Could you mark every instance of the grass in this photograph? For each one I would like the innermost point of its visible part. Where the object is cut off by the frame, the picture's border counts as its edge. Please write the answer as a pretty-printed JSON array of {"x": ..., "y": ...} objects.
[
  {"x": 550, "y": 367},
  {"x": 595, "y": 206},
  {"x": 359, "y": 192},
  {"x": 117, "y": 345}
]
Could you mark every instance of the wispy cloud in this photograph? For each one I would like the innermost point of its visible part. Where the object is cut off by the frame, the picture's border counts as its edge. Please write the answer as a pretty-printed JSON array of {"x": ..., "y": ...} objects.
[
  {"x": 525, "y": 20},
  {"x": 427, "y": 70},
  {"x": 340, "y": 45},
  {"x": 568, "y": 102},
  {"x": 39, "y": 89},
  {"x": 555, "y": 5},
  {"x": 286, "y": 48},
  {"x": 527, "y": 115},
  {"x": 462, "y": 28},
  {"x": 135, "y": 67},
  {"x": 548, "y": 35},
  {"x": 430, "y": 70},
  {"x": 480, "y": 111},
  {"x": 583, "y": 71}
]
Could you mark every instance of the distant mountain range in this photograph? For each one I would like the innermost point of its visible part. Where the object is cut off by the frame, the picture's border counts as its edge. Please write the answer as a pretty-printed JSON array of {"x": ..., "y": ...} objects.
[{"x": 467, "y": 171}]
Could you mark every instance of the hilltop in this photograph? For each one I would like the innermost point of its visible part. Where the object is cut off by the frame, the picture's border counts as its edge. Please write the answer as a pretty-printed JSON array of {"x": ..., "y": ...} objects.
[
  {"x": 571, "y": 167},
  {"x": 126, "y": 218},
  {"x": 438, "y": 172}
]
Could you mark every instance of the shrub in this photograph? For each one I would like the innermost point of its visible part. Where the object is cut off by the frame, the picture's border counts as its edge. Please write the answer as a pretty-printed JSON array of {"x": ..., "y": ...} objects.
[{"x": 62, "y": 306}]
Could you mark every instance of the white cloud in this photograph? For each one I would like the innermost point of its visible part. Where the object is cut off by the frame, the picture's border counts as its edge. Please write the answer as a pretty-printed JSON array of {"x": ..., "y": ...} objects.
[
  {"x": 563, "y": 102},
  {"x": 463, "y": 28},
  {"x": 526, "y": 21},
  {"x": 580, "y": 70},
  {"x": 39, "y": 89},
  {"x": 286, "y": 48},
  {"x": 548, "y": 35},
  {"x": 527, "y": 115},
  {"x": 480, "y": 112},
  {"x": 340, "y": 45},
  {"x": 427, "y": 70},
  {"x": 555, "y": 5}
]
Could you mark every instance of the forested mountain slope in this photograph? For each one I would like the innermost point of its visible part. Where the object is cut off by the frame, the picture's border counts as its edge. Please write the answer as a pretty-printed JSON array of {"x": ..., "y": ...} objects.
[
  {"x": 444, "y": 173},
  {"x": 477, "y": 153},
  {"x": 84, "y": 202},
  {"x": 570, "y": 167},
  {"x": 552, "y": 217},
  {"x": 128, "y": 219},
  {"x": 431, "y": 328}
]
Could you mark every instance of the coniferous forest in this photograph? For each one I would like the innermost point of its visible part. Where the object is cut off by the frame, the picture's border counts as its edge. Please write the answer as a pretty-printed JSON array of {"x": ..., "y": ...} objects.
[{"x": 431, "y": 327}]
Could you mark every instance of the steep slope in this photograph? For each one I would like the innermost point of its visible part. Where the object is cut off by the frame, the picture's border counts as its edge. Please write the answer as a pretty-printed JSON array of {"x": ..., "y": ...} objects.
####################
Return every line of the material exactly.

Could you mark every instance of the grass in this photograph? For each one I would like the innermost point of its visible part. Where the object is cut off by the frame, the picture's border counts as its edge. Please write the answer as a pretty-printed JSON array of {"x": ..., "y": ...} objects.
[
  {"x": 550, "y": 367},
  {"x": 595, "y": 206},
  {"x": 359, "y": 192},
  {"x": 117, "y": 345}
]
Could you mark every instance of the wispy cloud in this photograph? For each one I would like the innermost point of its visible part. Where the object is cut off by the frame, the picture's border counts as its edge. Please write the answer as a pretty-printed JSON array of {"x": ..., "y": ...} objects.
[
  {"x": 525, "y": 20},
  {"x": 427, "y": 70},
  {"x": 340, "y": 45},
  {"x": 568, "y": 102},
  {"x": 39, "y": 89},
  {"x": 555, "y": 5},
  {"x": 286, "y": 48},
  {"x": 527, "y": 115},
  {"x": 462, "y": 28},
  {"x": 135, "y": 67},
  {"x": 548, "y": 35},
  {"x": 430, "y": 70},
  {"x": 480, "y": 111},
  {"x": 583, "y": 71}
]
Could you mark every instance of the distant mountain range in this photograph? For each one I would like the innermost point of its visible part. Where the object is cut off by the frame, the picture's border counts as its edge. Please write the answer as a pretty-printed JSON array of {"x": ..., "y": ...} objects.
[{"x": 467, "y": 171}]
Could you mark every instance of the hilltop in this photograph? For each one I would like the innermost point of its visible part. Where the object is cut off by the frame, the picture's border counts as its edge. Please write the answer as a pretty-printed JSON array of {"x": ..., "y": ...} objects.
[
  {"x": 571, "y": 167},
  {"x": 126, "y": 218},
  {"x": 438, "y": 172}
]
Could you mark every instance of the shrub in this photograph? For each one I would like the innermost point of its visible part. Where the object is cut off by the frame, the picture's border counts as its edge. Please write the answer as a pretty-printed JSON array of {"x": ..., "y": ...} objects.
[{"x": 62, "y": 306}]
Could you mark every instance of the white cloud in this photograph? For each one I would like the innermost point of its visible part. Where the object is cut off by the frame, the picture's border counts as its edge. Please write the answer as a pretty-printed JSON array of {"x": ..., "y": ...} objects.
[
  {"x": 563, "y": 102},
  {"x": 463, "y": 28},
  {"x": 526, "y": 21},
  {"x": 580, "y": 70},
  {"x": 39, "y": 89},
  {"x": 286, "y": 48},
  {"x": 548, "y": 35},
  {"x": 527, "y": 115},
  {"x": 480, "y": 112},
  {"x": 340, "y": 45},
  {"x": 427, "y": 70},
  {"x": 555, "y": 5}
]
Could you mark every instance of the forested mountain slope in this photograph? For each one I would like the innermost point of its visible part. Where the object is cut off by the frame, the picture's border counts as its edge. Please write the answer as a pretty-printed JSON array of {"x": ..., "y": ...} objects.
[
  {"x": 444, "y": 173},
  {"x": 477, "y": 153},
  {"x": 84, "y": 202},
  {"x": 570, "y": 167},
  {"x": 552, "y": 217},
  {"x": 128, "y": 219},
  {"x": 431, "y": 328}
]
Could you mark every instance of the coniferous forest in this photograph? For each one I would like the innermost point of its visible part. Where the object is cut off by the frame, the picture's border counts as its edge. Please write the answer as a pretty-printed JSON array of {"x": ..., "y": ...} objects.
[{"x": 431, "y": 327}]
Could you mark every instance of the steep slope in this photograph? For each one I would like the innermost point of its visible part. Where the object is cut off by the frame, the picture's border counts as its edge. Please write the answer as a pretty-printed JSON array of {"x": ..., "y": ...} objects.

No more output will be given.